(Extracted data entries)
[start]

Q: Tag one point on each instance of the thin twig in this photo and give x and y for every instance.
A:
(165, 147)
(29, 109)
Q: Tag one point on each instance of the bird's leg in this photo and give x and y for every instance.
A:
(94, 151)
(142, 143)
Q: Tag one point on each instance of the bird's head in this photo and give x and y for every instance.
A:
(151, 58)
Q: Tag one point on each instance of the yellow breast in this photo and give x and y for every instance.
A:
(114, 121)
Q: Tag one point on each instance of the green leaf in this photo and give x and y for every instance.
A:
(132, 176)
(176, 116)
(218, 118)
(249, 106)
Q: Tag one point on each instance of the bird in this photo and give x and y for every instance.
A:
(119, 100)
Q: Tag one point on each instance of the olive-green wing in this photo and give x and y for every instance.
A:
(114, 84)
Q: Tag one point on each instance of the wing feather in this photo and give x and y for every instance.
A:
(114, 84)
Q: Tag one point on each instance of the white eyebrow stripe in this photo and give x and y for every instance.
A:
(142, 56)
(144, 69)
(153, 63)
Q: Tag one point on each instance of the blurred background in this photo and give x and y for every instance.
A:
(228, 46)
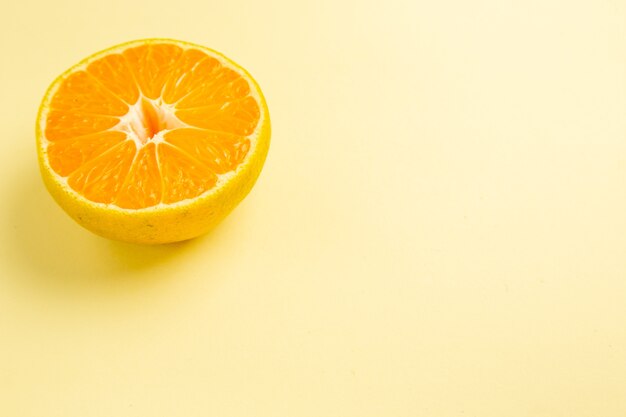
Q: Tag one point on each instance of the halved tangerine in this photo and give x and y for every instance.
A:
(152, 141)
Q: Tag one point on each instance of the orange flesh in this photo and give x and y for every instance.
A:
(152, 124)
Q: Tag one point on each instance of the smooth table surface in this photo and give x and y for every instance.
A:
(439, 230)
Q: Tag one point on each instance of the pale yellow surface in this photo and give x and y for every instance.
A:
(439, 230)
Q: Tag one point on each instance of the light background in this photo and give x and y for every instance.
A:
(439, 230)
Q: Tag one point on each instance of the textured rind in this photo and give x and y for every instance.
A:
(160, 224)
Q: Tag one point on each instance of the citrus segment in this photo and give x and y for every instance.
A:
(183, 176)
(67, 155)
(143, 186)
(114, 74)
(220, 151)
(101, 179)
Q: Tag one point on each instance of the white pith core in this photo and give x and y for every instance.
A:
(148, 120)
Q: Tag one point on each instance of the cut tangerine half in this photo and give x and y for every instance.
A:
(152, 141)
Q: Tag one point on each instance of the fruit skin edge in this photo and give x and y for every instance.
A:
(163, 223)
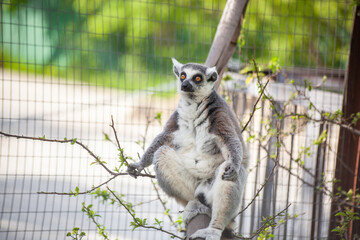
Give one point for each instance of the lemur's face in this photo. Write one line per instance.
(194, 79)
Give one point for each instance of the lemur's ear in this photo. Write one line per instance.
(177, 67)
(211, 74)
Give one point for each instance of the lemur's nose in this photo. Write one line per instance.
(187, 87)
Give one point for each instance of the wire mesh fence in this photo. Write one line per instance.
(67, 67)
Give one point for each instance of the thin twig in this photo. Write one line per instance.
(79, 193)
(260, 189)
(254, 108)
(74, 141)
(117, 142)
(136, 221)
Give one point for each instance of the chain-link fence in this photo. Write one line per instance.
(68, 67)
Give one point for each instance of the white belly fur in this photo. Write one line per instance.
(188, 144)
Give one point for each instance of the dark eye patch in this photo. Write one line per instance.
(182, 76)
(197, 78)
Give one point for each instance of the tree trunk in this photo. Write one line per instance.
(347, 165)
(222, 48)
(227, 33)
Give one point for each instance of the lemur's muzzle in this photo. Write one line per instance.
(187, 87)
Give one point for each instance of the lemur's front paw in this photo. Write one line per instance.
(207, 234)
(134, 169)
(230, 173)
(194, 208)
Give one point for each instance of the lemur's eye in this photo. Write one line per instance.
(182, 76)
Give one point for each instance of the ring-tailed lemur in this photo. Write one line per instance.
(200, 157)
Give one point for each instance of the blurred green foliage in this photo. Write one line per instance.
(128, 44)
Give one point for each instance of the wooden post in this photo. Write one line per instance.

[end]

--- Task prompt ---
Repeat word for word each line from the one with "Give one point for each instance of the tree" to the end of the records above, inclusive.

--- Correct output ---
Give one point for each instance of the tree trunk in this photo. Write one line per instance.
(347, 165)
(222, 48)
(227, 33)
Give one point for each instance of the lemur's muzzle in this photo. Write one line per instance.
(187, 87)
Give one point for each instance of the lemur's front paw in this photo. Write one line per instance.
(207, 234)
(134, 169)
(230, 173)
(194, 208)
Give one point for each instance of the lemur's eye in this photo. Write one line per instance.
(182, 76)
Give one point for each instance of the ring-tailed lemur in this photo. Write one line per instance.
(200, 157)
Give one point for each instance of the blurred green foliage in this photo. Write one line per instance.
(128, 44)
Give one point for each instance of the wooden post in this photo. Write one line per instance.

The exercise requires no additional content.